▶ _EXTRACTED ENTRIES_:
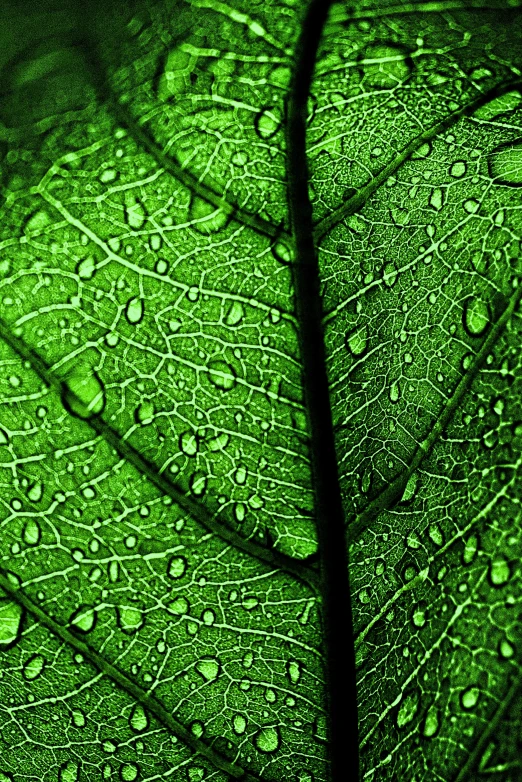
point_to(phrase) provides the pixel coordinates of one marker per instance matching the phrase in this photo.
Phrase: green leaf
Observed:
(260, 313)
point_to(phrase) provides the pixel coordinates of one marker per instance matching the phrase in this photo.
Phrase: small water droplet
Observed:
(69, 772)
(267, 739)
(499, 572)
(31, 533)
(222, 375)
(239, 724)
(130, 619)
(235, 314)
(357, 340)
(469, 697)
(177, 567)
(11, 619)
(84, 618)
(209, 668)
(134, 310)
(138, 719)
(476, 316)
(33, 667)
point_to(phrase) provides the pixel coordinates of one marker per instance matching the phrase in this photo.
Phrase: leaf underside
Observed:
(161, 614)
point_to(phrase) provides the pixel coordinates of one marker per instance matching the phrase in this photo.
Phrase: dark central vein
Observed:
(336, 607)
(211, 521)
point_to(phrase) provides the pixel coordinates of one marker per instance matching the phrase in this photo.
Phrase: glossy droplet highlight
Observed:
(267, 739)
(33, 667)
(357, 340)
(208, 668)
(476, 316)
(11, 616)
(83, 394)
(505, 164)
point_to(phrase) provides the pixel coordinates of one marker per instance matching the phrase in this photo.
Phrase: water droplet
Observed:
(499, 572)
(69, 772)
(267, 122)
(436, 198)
(129, 772)
(78, 718)
(470, 549)
(84, 618)
(235, 314)
(357, 340)
(239, 724)
(35, 491)
(267, 739)
(208, 668)
(31, 533)
(177, 567)
(86, 268)
(11, 619)
(293, 669)
(144, 413)
(33, 667)
(476, 316)
(188, 443)
(130, 619)
(431, 723)
(134, 310)
(469, 697)
(179, 606)
(407, 710)
(505, 164)
(138, 719)
(222, 375)
(458, 169)
(83, 394)
(205, 217)
(198, 483)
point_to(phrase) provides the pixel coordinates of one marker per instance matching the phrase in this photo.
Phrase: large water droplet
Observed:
(31, 533)
(33, 667)
(130, 619)
(84, 618)
(134, 310)
(357, 340)
(83, 394)
(138, 719)
(267, 739)
(208, 668)
(11, 616)
(505, 164)
(222, 375)
(476, 316)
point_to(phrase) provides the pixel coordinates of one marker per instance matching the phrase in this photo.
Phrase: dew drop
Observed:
(235, 314)
(31, 533)
(469, 697)
(499, 572)
(177, 567)
(357, 340)
(83, 394)
(138, 719)
(134, 310)
(267, 739)
(239, 724)
(209, 668)
(33, 667)
(222, 375)
(476, 316)
(505, 164)
(69, 772)
(84, 618)
(130, 619)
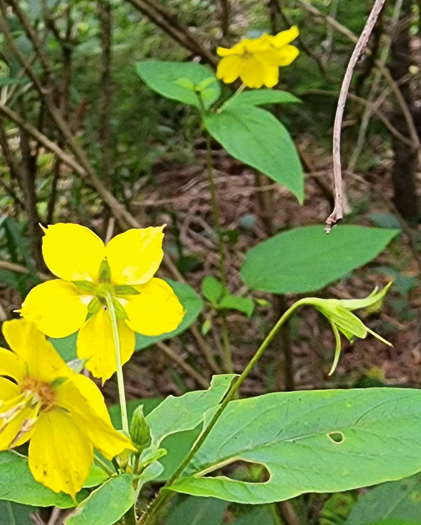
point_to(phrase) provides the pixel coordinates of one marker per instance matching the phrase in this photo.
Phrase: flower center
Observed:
(40, 392)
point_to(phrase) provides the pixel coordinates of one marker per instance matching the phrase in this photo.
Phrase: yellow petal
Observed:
(55, 307)
(60, 452)
(42, 360)
(156, 310)
(95, 342)
(12, 365)
(73, 252)
(253, 73)
(17, 431)
(8, 389)
(271, 76)
(135, 255)
(285, 37)
(230, 68)
(286, 56)
(84, 401)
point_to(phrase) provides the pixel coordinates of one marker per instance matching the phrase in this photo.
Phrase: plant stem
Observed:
(104, 466)
(157, 504)
(221, 248)
(10, 513)
(120, 377)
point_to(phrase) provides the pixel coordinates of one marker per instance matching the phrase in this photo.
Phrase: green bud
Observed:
(186, 83)
(206, 83)
(104, 272)
(139, 430)
(85, 287)
(77, 365)
(94, 306)
(125, 289)
(119, 310)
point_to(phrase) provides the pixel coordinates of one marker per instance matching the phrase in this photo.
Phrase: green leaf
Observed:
(20, 513)
(171, 80)
(18, 485)
(177, 414)
(254, 136)
(241, 304)
(321, 441)
(257, 516)
(106, 505)
(192, 304)
(398, 500)
(259, 97)
(306, 259)
(212, 289)
(196, 511)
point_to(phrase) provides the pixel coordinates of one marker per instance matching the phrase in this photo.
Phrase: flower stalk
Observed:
(120, 376)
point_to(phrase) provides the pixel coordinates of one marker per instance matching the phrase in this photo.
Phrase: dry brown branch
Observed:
(337, 213)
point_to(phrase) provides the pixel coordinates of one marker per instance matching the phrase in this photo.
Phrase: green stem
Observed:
(157, 504)
(104, 466)
(10, 513)
(120, 377)
(221, 247)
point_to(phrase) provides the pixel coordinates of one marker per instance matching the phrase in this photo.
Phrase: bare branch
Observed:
(337, 213)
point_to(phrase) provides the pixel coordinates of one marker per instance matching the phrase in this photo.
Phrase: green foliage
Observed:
(255, 137)
(177, 414)
(261, 97)
(310, 442)
(106, 505)
(197, 511)
(181, 81)
(398, 500)
(18, 485)
(222, 299)
(13, 513)
(306, 259)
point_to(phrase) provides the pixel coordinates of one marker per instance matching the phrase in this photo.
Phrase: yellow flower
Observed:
(257, 61)
(62, 413)
(91, 273)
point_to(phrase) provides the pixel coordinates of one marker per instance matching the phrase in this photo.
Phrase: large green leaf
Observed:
(306, 259)
(321, 441)
(258, 139)
(257, 516)
(398, 500)
(17, 484)
(176, 80)
(106, 505)
(259, 97)
(13, 513)
(196, 511)
(192, 304)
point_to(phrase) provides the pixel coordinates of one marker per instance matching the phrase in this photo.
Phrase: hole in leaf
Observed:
(243, 471)
(336, 437)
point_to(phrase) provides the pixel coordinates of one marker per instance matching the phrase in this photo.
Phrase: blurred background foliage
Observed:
(149, 153)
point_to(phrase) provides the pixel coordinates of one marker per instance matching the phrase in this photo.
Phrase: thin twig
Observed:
(337, 213)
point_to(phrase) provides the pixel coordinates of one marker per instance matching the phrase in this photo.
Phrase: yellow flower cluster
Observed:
(256, 61)
(42, 400)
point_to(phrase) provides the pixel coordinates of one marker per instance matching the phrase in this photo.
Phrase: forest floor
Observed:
(244, 209)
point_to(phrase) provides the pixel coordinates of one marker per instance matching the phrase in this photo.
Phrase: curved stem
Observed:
(163, 496)
(120, 378)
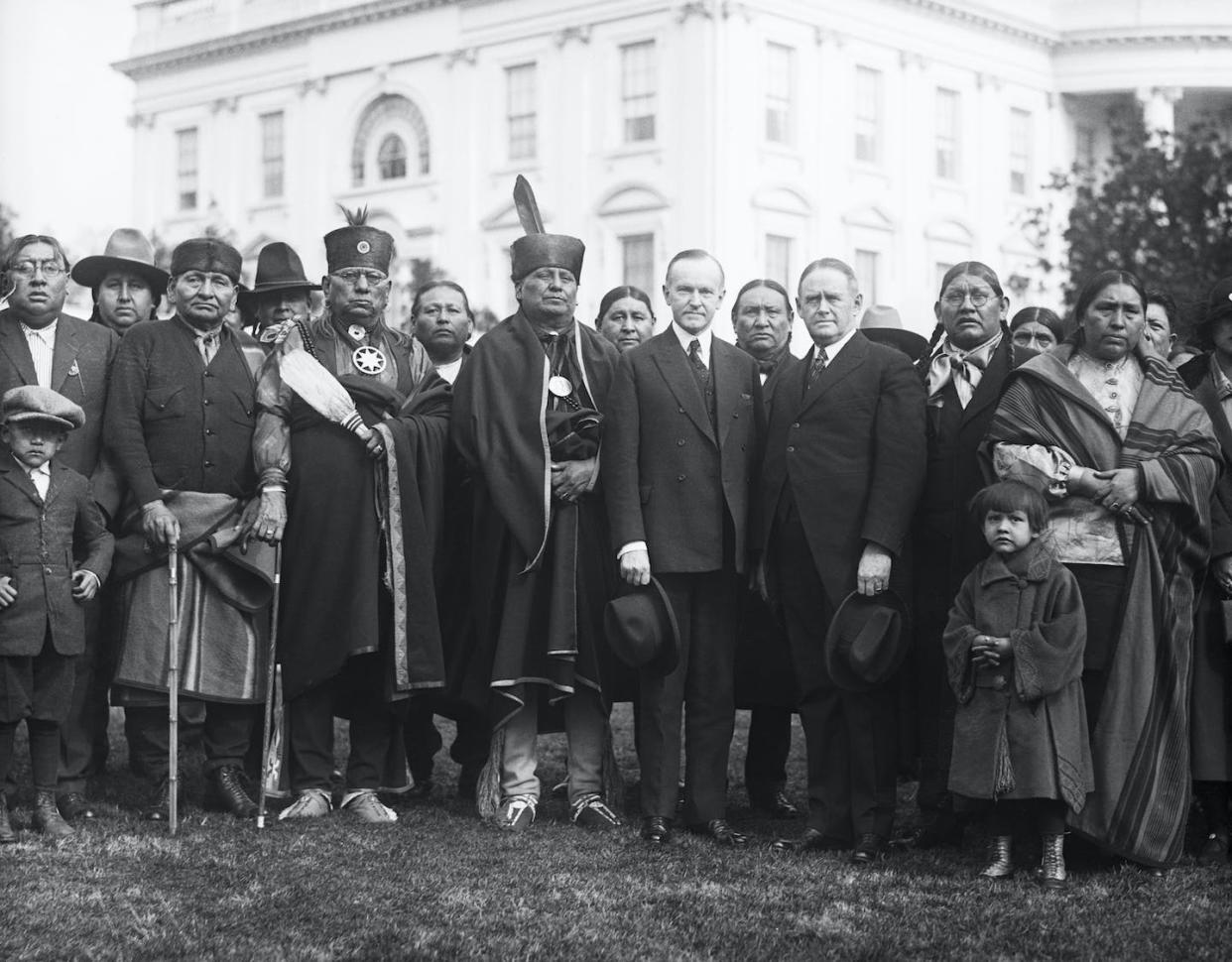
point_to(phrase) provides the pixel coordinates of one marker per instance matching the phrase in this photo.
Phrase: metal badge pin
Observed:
(368, 360)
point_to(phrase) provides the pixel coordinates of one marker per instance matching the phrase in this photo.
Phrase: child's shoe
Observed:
(49, 818)
(1001, 864)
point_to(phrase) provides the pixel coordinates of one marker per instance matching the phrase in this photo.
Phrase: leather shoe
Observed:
(656, 829)
(719, 831)
(870, 849)
(774, 803)
(812, 841)
(227, 792)
(74, 805)
(159, 807)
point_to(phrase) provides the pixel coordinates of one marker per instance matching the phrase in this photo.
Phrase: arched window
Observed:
(392, 158)
(391, 111)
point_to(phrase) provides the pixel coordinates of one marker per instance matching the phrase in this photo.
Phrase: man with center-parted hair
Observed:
(678, 461)
(844, 464)
(180, 419)
(41, 345)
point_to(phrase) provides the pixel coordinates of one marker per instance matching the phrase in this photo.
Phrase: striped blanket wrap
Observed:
(1140, 741)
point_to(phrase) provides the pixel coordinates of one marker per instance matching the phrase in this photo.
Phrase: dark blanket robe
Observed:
(541, 569)
(1140, 741)
(351, 583)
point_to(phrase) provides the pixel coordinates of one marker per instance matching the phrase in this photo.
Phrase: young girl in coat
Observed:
(1014, 653)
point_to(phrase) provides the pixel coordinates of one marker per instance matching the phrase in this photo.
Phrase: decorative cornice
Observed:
(275, 35)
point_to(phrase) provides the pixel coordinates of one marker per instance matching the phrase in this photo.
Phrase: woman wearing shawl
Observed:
(1128, 459)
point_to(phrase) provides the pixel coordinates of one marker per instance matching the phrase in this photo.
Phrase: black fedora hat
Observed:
(866, 641)
(278, 269)
(642, 630)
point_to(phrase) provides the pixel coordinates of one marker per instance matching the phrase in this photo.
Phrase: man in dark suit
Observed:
(843, 468)
(678, 462)
(963, 375)
(40, 345)
(765, 682)
(180, 421)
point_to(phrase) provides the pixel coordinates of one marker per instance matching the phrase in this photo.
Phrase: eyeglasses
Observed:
(29, 269)
(196, 280)
(978, 299)
(351, 275)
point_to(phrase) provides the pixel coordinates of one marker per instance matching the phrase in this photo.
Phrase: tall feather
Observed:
(308, 378)
(528, 209)
(356, 217)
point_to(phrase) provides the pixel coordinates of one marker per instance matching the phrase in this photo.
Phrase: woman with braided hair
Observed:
(1128, 461)
(970, 355)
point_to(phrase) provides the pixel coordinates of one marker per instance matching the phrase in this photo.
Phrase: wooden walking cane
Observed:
(173, 687)
(271, 670)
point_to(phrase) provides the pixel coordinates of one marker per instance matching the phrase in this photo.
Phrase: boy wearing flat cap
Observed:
(45, 507)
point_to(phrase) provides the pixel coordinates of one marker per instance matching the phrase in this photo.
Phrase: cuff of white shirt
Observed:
(631, 545)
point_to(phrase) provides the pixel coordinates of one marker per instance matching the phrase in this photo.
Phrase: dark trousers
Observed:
(849, 737)
(701, 688)
(225, 736)
(765, 760)
(359, 692)
(469, 748)
(84, 734)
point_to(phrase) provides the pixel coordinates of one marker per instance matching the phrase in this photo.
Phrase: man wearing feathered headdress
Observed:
(528, 423)
(359, 631)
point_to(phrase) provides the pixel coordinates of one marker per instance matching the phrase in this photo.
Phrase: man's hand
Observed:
(635, 566)
(872, 575)
(85, 584)
(570, 479)
(162, 528)
(266, 519)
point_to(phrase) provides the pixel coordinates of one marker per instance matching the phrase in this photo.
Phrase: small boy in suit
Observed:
(45, 510)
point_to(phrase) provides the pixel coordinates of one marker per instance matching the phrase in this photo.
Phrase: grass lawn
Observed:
(441, 885)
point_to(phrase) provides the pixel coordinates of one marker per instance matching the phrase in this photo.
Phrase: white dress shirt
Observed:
(42, 347)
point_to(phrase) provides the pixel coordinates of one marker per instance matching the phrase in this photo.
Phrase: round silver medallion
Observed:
(368, 360)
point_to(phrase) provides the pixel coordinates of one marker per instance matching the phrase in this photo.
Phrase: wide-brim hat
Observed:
(278, 269)
(642, 629)
(127, 250)
(867, 641)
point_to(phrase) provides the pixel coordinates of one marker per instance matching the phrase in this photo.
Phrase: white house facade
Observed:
(902, 136)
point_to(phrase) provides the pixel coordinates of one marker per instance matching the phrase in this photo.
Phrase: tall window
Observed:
(780, 82)
(867, 115)
(271, 154)
(637, 253)
(392, 158)
(867, 266)
(186, 168)
(520, 111)
(779, 259)
(1019, 151)
(638, 90)
(947, 112)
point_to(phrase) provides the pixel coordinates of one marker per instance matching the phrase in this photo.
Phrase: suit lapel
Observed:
(13, 342)
(16, 476)
(674, 365)
(67, 344)
(988, 392)
(850, 359)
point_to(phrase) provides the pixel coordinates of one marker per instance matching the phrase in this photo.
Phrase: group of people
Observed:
(1001, 558)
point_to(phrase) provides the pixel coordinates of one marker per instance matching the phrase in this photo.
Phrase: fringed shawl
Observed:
(1141, 739)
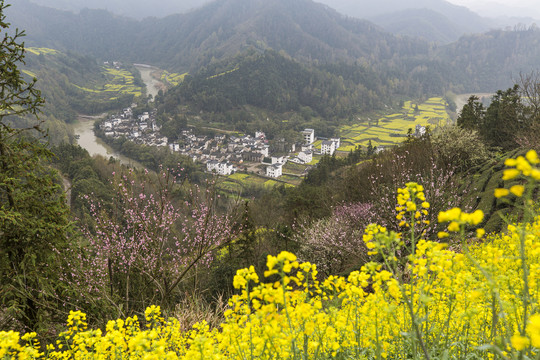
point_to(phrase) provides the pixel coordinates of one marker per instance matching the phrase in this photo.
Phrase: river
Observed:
(462, 99)
(84, 127)
(152, 85)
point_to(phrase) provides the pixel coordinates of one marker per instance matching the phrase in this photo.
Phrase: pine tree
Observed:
(34, 219)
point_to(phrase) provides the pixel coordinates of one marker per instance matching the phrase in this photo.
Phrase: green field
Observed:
(236, 182)
(392, 129)
(38, 51)
(172, 79)
(118, 82)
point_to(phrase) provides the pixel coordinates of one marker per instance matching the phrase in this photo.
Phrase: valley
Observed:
(268, 179)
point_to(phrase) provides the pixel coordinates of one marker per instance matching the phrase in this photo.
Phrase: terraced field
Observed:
(392, 129)
(172, 79)
(118, 82)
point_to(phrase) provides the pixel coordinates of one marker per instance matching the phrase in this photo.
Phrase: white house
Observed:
(175, 147)
(275, 170)
(279, 160)
(337, 142)
(305, 156)
(328, 147)
(309, 136)
(265, 150)
(222, 168)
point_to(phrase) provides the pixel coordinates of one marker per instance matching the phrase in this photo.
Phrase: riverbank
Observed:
(84, 131)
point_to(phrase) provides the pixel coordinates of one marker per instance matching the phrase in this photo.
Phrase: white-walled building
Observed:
(337, 142)
(222, 168)
(328, 147)
(309, 136)
(275, 170)
(306, 156)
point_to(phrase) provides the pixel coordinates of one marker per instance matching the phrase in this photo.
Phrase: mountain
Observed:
(137, 9)
(433, 20)
(426, 24)
(307, 31)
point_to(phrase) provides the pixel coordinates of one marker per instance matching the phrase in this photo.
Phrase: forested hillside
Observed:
(308, 32)
(72, 84)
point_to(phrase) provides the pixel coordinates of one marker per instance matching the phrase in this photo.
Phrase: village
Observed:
(222, 154)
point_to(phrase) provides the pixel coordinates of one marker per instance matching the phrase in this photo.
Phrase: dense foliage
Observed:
(34, 219)
(479, 302)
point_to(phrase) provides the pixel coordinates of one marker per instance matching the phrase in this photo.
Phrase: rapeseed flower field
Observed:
(417, 299)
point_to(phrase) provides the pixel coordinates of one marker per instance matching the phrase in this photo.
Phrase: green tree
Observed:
(34, 218)
(504, 119)
(472, 115)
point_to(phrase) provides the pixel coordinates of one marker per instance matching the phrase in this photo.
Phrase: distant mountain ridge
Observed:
(432, 20)
(307, 31)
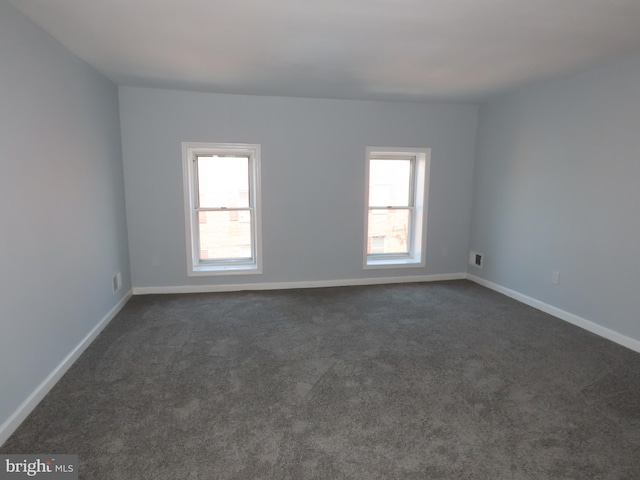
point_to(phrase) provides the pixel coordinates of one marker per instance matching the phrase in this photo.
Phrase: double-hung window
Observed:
(396, 199)
(222, 208)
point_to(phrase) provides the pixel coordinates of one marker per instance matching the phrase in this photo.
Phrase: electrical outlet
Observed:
(476, 259)
(116, 282)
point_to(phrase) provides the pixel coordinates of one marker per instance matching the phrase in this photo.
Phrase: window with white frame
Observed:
(222, 208)
(396, 206)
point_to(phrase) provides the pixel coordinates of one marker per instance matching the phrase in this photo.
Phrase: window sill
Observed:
(211, 270)
(393, 263)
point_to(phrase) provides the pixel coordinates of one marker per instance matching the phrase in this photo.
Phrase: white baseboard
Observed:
(588, 325)
(290, 285)
(13, 422)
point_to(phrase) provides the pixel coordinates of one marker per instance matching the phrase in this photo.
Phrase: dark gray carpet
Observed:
(415, 381)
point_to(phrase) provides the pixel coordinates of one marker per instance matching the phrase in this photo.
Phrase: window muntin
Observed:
(222, 208)
(396, 199)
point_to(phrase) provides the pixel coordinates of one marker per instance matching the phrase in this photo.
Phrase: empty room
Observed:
(320, 240)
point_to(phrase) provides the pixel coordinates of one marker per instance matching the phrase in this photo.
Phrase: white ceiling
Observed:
(360, 49)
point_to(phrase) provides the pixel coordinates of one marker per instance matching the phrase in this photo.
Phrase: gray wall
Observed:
(63, 224)
(557, 188)
(313, 166)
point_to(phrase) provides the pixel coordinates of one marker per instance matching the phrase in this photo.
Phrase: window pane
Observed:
(223, 181)
(225, 235)
(389, 182)
(388, 231)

▶ _OBJECTIVE_:
Gather every line of the records that contains the word "suit" and copy each of those lines.

▶ _FINISHED EXERCISE_:
Phrase: man in dark suit
Phrase: small boy in suit
Phrase: suit lapel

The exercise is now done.